Data supplied:
..........

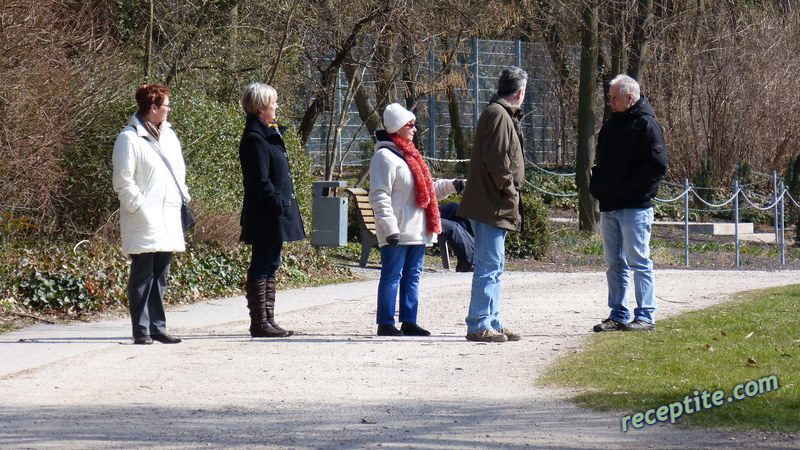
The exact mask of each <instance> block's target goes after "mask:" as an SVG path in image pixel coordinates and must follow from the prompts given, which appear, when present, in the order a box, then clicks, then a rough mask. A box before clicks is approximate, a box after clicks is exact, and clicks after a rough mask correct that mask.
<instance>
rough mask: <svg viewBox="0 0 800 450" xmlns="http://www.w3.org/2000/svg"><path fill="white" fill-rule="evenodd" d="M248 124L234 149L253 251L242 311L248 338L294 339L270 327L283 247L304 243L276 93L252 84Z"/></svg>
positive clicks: (255, 83) (266, 86)
mask: <svg viewBox="0 0 800 450" xmlns="http://www.w3.org/2000/svg"><path fill="white" fill-rule="evenodd" d="M242 108H243V109H244V111H245V112H246V113H247V121H246V123H245V127H244V133H243V134H242V140H241V141H240V143H239V161H240V163H241V166H242V179H243V183H244V201H243V204H242V218H241V225H242V234H241V237H240V240H242V241H243V242H244V243H245V244H248V245H251V246H252V250H253V253H252V257H251V259H250V267H249V269H248V271H247V285H246V290H247V296H246V297H247V307H248V308H249V309H250V335H251V336H252V337H284V336H290V335H292V334H294V332H293V331H288V330H284V329H283V328H281V327H280V326H278V324H277V323H275V271H277V270H278V267H280V261H281V249H282V247H283V243H284V242H291V241H297V240H300V239H304V238H305V237H306V233H305V230H304V228H303V220H302V218H301V217H300V207H299V206H298V204H297V201H296V199H295V194H294V185H293V183H292V175H291V173H290V171H289V154H288V153H287V152H286V145H285V144H284V142H283V136H282V133H283V127H280V126H278V124H277V122H275V116H276V113H277V110H278V93H277V92H276V91H275V89H274V88H273V87H272V86H269V85H267V84H264V83H253V84H250V85H249V86H247V88H245V91H244V94H242Z"/></svg>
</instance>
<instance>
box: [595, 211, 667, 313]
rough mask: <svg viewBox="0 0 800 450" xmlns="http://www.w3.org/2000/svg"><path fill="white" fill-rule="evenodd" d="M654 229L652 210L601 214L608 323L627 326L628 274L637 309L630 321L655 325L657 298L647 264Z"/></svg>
mask: <svg viewBox="0 0 800 450" xmlns="http://www.w3.org/2000/svg"><path fill="white" fill-rule="evenodd" d="M652 225H653V208H641V209H637V208H630V209H617V210H614V211H605V212H601V213H600V228H601V229H602V232H603V246H604V248H605V257H606V264H608V270H607V271H606V278H607V279H608V307H609V308H611V314H610V315H609V316H608V317H609V318H610V319H613V320H616V321H617V322H622V323H628V322H629V321H630V320H631V313H630V309H629V307H628V286H629V284H630V271H631V270H633V286H634V294H635V295H636V305H637V308H636V309H634V310H633V318H634V319H638V320H641V321H644V322H648V323H655V317H654V315H655V310H656V295H655V283H654V279H653V261H651V260H650V232H651V228H652Z"/></svg>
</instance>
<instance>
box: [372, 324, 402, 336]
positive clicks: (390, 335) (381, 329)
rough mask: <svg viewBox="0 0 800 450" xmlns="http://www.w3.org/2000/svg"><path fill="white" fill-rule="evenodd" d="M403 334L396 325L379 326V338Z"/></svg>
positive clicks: (401, 331) (395, 335)
mask: <svg viewBox="0 0 800 450" xmlns="http://www.w3.org/2000/svg"><path fill="white" fill-rule="evenodd" d="M402 335H403V332H402V331H400V330H398V329H397V328H395V326H394V325H378V336H402Z"/></svg>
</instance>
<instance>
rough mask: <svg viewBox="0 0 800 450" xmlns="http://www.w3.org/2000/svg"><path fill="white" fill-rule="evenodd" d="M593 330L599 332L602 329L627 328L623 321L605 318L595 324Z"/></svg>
mask: <svg viewBox="0 0 800 450" xmlns="http://www.w3.org/2000/svg"><path fill="white" fill-rule="evenodd" d="M593 330H594V332H595V333H599V332H601V331H622V330H625V324H624V323H622V322H617V321H616V320H614V319H603V321H602V322H600V323H598V324H597V325H595V326H594V328H593Z"/></svg>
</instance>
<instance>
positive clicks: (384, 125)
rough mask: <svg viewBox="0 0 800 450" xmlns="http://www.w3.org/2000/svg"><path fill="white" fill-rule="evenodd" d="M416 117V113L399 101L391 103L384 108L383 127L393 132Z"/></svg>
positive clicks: (388, 131) (389, 132)
mask: <svg viewBox="0 0 800 450" xmlns="http://www.w3.org/2000/svg"><path fill="white" fill-rule="evenodd" d="M416 118H417V116H415V115H414V113H412V112H411V111H409V110H407V109H405V108H403V107H402V106H401V105H400V104H399V103H391V104H389V105H388V106H387V107H386V109H384V110H383V128H385V129H386V132H387V133H389V134H392V133H395V132H397V130H399V129H400V128H403V125H405V124H407V123H408V122H411V121H412V120H416Z"/></svg>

..........

What to produce: Leaving out every picture, repeat exactly the lines of the records from the start through the line that has "box: [595, 211, 667, 313]".

Exercise output:
The exact mask of each <instance> block's target goes after "mask:" as an SVG path in image pixel coordinates and must follow from the prompts given, which appear, when present, in the order a box, then clicks, then a rough mask. A box before clicks is approximate, a box after clicks is exact, and clicks after a rough mask correct that mask.
<instance>
rough mask: <svg viewBox="0 0 800 450" xmlns="http://www.w3.org/2000/svg"><path fill="white" fill-rule="evenodd" d="M248 124L234 149L253 251L242 311L248 338L294 339L270 327L283 247L304 243L276 93L252 84Z"/></svg>
positive clicks: (255, 83) (266, 86)
mask: <svg viewBox="0 0 800 450" xmlns="http://www.w3.org/2000/svg"><path fill="white" fill-rule="evenodd" d="M242 108H243V109H244V111H245V112H246V113H247V121H246V123H245V127H244V133H243V134H242V140H241V141H240V143H239V161H240V163H241V166H242V179H243V183H244V201H243V204H242V218H241V225H242V234H241V237H240V240H242V241H243V242H244V243H245V244H248V245H251V246H252V250H253V253H252V257H251V259H250V267H249V269H248V271H247V285H246V290H247V296H246V297H247V307H248V308H249V309H250V335H251V336H252V337H284V336H290V335H292V334H294V332H293V331H288V330H284V329H283V328H281V327H280V326H278V324H277V323H275V271H277V270H278V267H280V261H281V249H282V247H283V243H284V242H291V241H297V240H300V239H304V238H305V237H306V233H305V230H304V228H303V220H302V218H301V217H300V207H299V206H298V204H297V201H296V199H295V194H294V185H293V183H292V175H291V173H290V171H289V154H288V153H287V152H286V145H285V144H284V142H283V136H282V133H283V127H280V126H278V124H277V122H275V116H276V113H277V110H278V93H277V92H276V91H275V89H274V88H273V87H272V86H269V85H267V84H264V83H253V84H250V85H249V86H247V88H245V91H244V94H242Z"/></svg>
</instance>
<instance>
box: [595, 211, 667, 313]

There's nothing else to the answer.